_The task:_ The reply should be an exact transcription of every record.

_Record set:_

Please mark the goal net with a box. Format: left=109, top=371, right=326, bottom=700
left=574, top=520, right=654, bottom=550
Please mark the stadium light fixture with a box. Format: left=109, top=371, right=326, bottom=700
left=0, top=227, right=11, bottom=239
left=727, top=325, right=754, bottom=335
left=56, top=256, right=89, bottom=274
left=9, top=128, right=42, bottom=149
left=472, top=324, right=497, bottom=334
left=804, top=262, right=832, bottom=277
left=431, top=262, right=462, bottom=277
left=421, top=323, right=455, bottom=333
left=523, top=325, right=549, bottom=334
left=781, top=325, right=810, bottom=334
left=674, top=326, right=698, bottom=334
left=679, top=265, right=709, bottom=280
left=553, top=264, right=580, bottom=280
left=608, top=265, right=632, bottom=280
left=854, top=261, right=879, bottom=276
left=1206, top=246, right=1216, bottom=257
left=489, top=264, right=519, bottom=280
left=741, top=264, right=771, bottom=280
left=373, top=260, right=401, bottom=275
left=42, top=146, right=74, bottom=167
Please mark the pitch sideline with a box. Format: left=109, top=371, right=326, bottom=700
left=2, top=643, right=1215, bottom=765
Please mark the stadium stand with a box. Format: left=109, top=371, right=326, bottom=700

_Task response:_
Please mark the goal net with a box. Format: left=109, top=371, right=326, bottom=700
left=574, top=520, right=654, bottom=550
Please mark the stadium light fixture with a box. Format: left=109, top=371, right=326, bottom=700
left=0, top=227, right=11, bottom=239
left=727, top=325, right=754, bottom=335
left=56, top=256, right=89, bottom=274
left=9, top=128, right=42, bottom=149
left=472, top=324, right=497, bottom=334
left=804, top=262, right=832, bottom=277
left=431, top=262, right=462, bottom=277
left=421, top=323, right=455, bottom=333
left=523, top=325, right=549, bottom=334
left=781, top=325, right=810, bottom=334
left=674, top=326, right=698, bottom=334
left=679, top=265, right=709, bottom=280
left=553, top=264, right=580, bottom=280
left=608, top=265, right=632, bottom=280
left=854, top=261, right=879, bottom=276
left=1206, top=246, right=1216, bottom=257
left=489, top=264, right=519, bottom=280
left=741, top=264, right=771, bottom=280
left=373, top=260, right=401, bottom=275
left=42, top=146, right=74, bottom=167
Please mark the pitch sideline with a box. Format: left=109, top=371, right=326, bottom=700
left=2, top=643, right=1215, bottom=765
Please mark the stadium stand with a box. Format: left=109, top=371, right=326, bottom=700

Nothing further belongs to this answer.